§ Stated goal
Retype, without any changes, the lines of the listing below, from the line that contains "Query: jungle background" up to and including the listing's last line.

Annotation records:

## Start

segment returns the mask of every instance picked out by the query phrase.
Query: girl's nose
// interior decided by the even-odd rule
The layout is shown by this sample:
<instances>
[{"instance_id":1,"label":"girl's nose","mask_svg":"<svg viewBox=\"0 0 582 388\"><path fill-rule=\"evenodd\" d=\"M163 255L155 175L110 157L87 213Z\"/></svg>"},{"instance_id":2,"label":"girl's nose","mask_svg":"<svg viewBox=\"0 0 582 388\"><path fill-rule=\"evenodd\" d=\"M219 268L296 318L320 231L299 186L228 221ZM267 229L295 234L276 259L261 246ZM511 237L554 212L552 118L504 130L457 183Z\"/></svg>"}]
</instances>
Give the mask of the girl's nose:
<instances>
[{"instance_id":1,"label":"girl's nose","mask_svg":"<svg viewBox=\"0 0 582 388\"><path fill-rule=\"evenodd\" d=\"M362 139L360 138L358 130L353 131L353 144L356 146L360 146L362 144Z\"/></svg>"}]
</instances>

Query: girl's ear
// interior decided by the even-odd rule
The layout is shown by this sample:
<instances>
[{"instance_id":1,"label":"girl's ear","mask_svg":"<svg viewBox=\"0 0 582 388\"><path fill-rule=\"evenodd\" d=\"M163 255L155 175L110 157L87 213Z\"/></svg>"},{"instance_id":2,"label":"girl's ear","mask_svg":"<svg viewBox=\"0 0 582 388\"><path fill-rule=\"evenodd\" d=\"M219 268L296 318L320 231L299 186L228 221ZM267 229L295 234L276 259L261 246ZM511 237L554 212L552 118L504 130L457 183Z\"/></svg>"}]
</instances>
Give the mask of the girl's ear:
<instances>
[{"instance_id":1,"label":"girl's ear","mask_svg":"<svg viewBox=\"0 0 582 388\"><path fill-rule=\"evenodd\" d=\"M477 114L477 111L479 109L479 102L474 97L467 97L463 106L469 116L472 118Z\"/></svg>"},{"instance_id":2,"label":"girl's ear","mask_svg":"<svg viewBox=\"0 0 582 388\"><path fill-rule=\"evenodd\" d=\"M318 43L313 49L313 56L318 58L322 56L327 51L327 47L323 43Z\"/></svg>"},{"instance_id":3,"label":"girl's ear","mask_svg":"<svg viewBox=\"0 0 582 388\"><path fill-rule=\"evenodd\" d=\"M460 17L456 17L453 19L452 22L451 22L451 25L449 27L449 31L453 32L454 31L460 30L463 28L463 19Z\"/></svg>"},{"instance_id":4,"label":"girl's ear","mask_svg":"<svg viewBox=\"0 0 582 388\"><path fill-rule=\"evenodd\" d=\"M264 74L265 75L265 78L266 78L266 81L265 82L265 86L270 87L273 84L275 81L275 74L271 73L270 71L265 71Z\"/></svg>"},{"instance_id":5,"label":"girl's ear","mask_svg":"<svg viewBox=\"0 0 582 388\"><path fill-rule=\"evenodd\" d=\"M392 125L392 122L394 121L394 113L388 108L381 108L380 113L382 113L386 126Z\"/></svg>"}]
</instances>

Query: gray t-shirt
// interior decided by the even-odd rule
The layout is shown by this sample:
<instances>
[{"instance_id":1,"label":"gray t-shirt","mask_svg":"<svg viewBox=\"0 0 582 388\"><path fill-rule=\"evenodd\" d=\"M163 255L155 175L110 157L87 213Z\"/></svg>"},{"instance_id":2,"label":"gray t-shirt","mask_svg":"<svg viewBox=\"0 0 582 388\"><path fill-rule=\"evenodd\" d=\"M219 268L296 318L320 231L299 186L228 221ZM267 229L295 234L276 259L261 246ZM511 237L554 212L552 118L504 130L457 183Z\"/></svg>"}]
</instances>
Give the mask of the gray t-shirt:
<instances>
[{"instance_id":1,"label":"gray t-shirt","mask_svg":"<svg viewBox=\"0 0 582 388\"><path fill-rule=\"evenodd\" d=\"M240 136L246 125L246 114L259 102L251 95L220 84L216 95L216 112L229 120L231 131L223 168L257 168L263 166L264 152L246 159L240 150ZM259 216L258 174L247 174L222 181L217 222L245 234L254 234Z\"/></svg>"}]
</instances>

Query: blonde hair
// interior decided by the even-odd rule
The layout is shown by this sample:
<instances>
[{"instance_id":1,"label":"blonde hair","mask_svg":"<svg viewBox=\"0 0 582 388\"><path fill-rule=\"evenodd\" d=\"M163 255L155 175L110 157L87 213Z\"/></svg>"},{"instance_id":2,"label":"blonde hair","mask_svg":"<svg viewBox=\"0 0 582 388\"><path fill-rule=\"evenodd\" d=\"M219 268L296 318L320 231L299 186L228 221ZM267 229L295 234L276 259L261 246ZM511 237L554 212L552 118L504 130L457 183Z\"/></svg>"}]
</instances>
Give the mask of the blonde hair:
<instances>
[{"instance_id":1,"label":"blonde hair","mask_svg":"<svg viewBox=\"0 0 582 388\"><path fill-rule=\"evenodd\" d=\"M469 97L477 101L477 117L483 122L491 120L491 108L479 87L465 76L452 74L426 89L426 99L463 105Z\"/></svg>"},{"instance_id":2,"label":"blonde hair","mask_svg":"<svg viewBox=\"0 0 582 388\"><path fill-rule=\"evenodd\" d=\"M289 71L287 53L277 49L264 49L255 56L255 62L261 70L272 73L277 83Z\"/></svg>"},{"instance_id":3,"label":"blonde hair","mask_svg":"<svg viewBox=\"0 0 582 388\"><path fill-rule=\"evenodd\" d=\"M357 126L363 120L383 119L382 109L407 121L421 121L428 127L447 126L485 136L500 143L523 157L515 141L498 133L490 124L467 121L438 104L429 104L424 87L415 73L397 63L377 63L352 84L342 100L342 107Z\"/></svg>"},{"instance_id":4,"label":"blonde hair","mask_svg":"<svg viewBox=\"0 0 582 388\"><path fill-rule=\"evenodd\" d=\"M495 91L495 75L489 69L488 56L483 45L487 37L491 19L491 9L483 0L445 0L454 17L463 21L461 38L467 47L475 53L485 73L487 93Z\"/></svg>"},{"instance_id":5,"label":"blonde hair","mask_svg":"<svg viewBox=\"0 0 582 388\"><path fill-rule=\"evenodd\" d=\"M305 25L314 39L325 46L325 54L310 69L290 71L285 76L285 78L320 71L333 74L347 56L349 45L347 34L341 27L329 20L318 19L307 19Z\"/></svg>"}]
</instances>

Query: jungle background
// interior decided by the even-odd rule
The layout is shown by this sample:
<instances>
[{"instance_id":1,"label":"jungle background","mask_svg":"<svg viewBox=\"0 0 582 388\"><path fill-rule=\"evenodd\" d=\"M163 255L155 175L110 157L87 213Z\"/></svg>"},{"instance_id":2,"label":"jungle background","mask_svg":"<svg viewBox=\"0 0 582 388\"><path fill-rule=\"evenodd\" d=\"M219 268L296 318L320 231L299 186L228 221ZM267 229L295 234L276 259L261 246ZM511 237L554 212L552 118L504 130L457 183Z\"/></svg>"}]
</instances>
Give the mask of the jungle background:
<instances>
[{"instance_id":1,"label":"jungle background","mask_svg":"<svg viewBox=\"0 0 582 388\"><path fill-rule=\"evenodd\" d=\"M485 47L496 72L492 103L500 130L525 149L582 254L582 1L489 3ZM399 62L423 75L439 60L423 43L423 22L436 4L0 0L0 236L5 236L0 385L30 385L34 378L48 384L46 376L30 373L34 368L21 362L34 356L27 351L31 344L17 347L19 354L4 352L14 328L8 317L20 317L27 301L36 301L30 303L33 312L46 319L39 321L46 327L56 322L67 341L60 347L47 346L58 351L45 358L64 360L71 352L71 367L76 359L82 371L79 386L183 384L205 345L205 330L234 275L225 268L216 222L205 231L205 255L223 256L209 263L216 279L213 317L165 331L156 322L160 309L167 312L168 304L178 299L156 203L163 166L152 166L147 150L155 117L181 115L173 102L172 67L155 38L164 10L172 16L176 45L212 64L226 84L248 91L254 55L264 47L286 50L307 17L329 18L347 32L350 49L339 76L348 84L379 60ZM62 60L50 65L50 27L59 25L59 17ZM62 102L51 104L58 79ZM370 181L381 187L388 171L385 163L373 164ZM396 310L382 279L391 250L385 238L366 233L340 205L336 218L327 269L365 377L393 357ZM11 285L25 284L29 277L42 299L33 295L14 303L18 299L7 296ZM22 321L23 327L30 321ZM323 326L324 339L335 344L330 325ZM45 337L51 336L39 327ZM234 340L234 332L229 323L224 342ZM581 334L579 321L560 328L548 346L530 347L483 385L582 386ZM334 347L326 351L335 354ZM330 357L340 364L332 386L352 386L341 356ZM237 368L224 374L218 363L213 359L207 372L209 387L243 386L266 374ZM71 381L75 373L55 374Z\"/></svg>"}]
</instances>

## End

§ Solved problem
Query: jungle background
// interior decided by the even-odd rule
The layout is shown by this sample:
<instances>
[{"instance_id":1,"label":"jungle background","mask_svg":"<svg viewBox=\"0 0 582 388\"><path fill-rule=\"evenodd\" d=\"M163 255L155 175L110 157L87 213Z\"/></svg>"},{"instance_id":2,"label":"jungle background","mask_svg":"<svg viewBox=\"0 0 582 388\"><path fill-rule=\"evenodd\" d=\"M219 268L296 318L320 231L299 186L228 221ZM267 229L295 234L276 259L261 246ZM511 237L554 212L552 118L504 130L457 183Z\"/></svg>"}]
</instances>
Give the mask of the jungle background:
<instances>
[{"instance_id":1,"label":"jungle background","mask_svg":"<svg viewBox=\"0 0 582 388\"><path fill-rule=\"evenodd\" d=\"M485 47L496 72L492 103L500 130L525 149L582 254L582 1L489 3ZM399 62L423 75L439 60L423 43L423 22L436 4L0 0L0 236L5 236L0 385L30 385L34 378L48 384L46 376L30 373L34 368L21 362L34 356L27 351L31 344L17 347L19 354L4 352L14 328L8 317L20 317L27 301L36 301L30 303L33 312L46 319L39 321L46 327L56 322L67 341L60 347L47 346L58 351L45 358L64 360L71 352L71 367L76 359L82 371L79 386L183 384L205 345L205 330L234 275L225 268L216 222L205 231L205 255L223 256L209 263L216 279L213 317L165 331L156 322L160 309L167 312L168 304L178 299L156 203L163 166L152 166L147 150L155 117L181 115L173 102L172 67L155 38L164 10L172 16L176 45L212 64L226 84L248 91L254 55L264 47L286 50L307 17L329 18L347 32L350 49L339 76L348 84L379 60ZM62 60L50 65L50 27L59 25L59 17ZM62 102L51 104L58 79ZM370 181L381 187L388 171L385 163L373 164ZM396 310L382 279L391 250L385 238L366 233L340 205L336 218L327 269L365 377L393 357ZM11 285L25 284L29 277L42 299L33 295L14 303L18 299L7 296ZM22 321L23 327L30 321ZM323 326L324 339L335 344L330 325ZM45 337L51 336L39 327ZM234 340L234 332L229 323L224 342ZM581 334L579 321L560 328L548 346L530 347L483 385L582 386ZM334 347L326 351L335 354ZM330 357L340 364L332 386L352 386L341 356ZM237 368L224 374L218 363L213 359L207 372L209 387L243 386L266 374ZM71 381L75 373L55 374Z\"/></svg>"}]
</instances>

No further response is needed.